-------- Material provided
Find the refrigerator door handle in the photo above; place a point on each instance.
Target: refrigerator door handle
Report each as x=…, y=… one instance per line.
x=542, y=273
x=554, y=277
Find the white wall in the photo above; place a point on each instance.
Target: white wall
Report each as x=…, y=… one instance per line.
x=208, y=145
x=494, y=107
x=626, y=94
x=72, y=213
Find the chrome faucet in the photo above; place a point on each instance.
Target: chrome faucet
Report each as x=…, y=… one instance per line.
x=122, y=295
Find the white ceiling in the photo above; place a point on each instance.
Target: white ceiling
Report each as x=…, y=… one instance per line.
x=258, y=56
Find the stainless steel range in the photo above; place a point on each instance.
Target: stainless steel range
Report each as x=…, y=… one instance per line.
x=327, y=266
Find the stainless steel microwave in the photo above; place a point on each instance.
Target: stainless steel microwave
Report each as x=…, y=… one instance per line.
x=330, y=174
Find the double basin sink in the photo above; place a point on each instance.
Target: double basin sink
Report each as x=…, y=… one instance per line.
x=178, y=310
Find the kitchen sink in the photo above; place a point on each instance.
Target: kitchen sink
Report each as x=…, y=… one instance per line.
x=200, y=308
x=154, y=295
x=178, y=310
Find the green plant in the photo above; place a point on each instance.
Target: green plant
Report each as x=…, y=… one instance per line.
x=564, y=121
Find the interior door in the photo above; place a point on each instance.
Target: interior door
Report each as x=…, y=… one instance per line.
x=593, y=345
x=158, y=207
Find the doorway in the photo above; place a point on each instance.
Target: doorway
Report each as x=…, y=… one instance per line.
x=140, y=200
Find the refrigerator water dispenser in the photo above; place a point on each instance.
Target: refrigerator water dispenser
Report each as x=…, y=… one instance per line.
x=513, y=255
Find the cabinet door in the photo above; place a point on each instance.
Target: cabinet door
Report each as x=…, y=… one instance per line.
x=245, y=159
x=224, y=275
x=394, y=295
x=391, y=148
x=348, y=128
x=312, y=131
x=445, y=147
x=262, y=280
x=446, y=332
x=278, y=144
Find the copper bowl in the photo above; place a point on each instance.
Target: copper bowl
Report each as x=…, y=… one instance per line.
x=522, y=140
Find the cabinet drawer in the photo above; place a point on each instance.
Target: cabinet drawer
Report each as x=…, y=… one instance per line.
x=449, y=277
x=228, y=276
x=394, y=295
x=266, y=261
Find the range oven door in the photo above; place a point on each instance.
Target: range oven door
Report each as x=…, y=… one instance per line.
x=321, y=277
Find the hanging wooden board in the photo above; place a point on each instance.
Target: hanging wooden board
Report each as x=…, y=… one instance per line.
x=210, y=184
----------------
**Set problem:** Duplicate the items above word for word, covering the stretch from the line containing "Find the double" through the line containing "x=140, y=200", with both of those lines included.

**Correct result:**
Find the double basin sink in the photo above; place a point on each instance.
Target: double basin sink
Report each as x=…, y=… one instance per line.
x=178, y=310
Find the kitchen sink in the photo above; place a point on each instance.
Target: kitchen sink
Report each as x=…, y=… one instance per line.
x=200, y=308
x=154, y=295
x=178, y=310
Find the green plant in the photo above; place a point on each instance.
Target: green plant
Report each as x=…, y=… one instance per line.
x=564, y=121
Find the interior door in the photo above; place a point on each instance.
Target: interior door
Report each as x=…, y=… one instance per line.
x=593, y=345
x=158, y=207
Find the doorway in the photo above; place a point on each instance.
Target: doorway
Report each as x=…, y=… one instance per line.
x=140, y=200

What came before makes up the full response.